Re: [RFC][PATCH 0/3] add FALLOC_FL_NO_HIDE_STALE flag in fallocate

[Date Prev][Date Next][Thread Prev][Thread Next][Date Index][Thread Index]

 



On Tue, Apr 17, 2012 at 12:40:14PM -0500, Eric Sandeen wrote:
> On 4/17/12 11:53 AM, Zheng Liu wrote:
> > Hi list,
> > 
> > fallocate is a useful system call because it can preallocate some disk blocks
> > for a file and keep blocks contiguous.  However, it has a defect that file
> > system will convert an uninitialized extent to be an initialized when the user
> > wants to write some data to this file, because file system create an
> > unititalized extent while it preallocates some blocks in fallocate (e.g. ext4).
> 
> That's a security-driven design feature, not a defect.  :)
> 
> > Especially, it causes a severe degradation when the user tries to do some
> > random write operations, which frequently modifies the metadata of this file.
> > We meet this problem in our product system at Taobao.  Last month, in ext4
> > workshop, we discussed this problem and the Google faces the same problem.  So
> > a new flag, FALLOC_FL_NO_HIDE_STALE, is added in order to solve this problem.
> 
> Which then opens up severe security problems.
> 
> > When this flag is set, file system will create an inititalized extent for this
> > file.  So it avoids the conversion from uninitialized to initialized.  If users
> > want to use this flag, they must guarantee that file has been initialized by
> > themselves before it is read at the same offset.  This flag is added in vfs so
> > that other file systems can also support this flag to improve the performance.
> > 
> > I try to make ext4 support this new flag, and run a simple test in my own
> > desktop to verify it.  The machine has a Intel(R) Core(TM)2 Duo CPU E8400, 4G
> > memory and a WDC WD1600AAJS-75M0A0 160G SATA disk.  I use the following script
> > to tset the performance.
> > 
> > #/bin/sh
> > mkfs.ext4 ${DEVICE}
> > mount -t ext4 ${DEVICE} ${TARGET}
> > fallocate -l 27262976 ${TARGET}/test # the size of the file is 256M (*)
> 
> That's only 26MB, but the below loop writes to a max offset of around
> 256M.

Yes, you are right.  I preallocate a file that is 256MB.

※

REQUIRED WORK -
A) Write out the part of the fallocate thread that opens with the words containing "On Tue, Apr" and closes with "fallocate (e.g. ext4).".
B) Lay out every line of the rows as a Markdown table with the columns No. and Line, numbering each line and leaving out blank lines.
The fallocate thread and the rows after it come from separate sources.

※

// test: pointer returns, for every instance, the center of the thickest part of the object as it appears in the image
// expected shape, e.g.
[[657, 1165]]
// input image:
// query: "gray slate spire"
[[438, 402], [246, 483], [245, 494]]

※

ANSWERS TO EACH TASK -
A)
On Tue, Apr 17, 2012 at 12:40:14PM -0500, Eric Sandeen wrote:
> On 4/17/12 11:53 AM, Zheng Liu wrote:
> > Hi list,
> > 
> > fallocate is a useful system call because it can preallocate some disk blocks
> > for a file and keep blocks contiguous.  However, it has a defect that file
> > system will convert an uninitialized extent to be an initialized when the user
> > wants to write some data to this file, because file system create an
> > unititalized extent while it preallocates some blocks in fallocate (e.g. ext4).

B)
| No. | Line |
|---|---|
| 1 | // test: pointer returns, for every instance, the center of the thickest part of the object as it appears in the image |
| 2 | // expected shape, e.g. |
| 3 | [[657, 1165]] |
| 4 | // input image: |
| 5 | // query: "gray slate spire" |
| 6 | [[438, 402], [246, 483], [245, 494]] |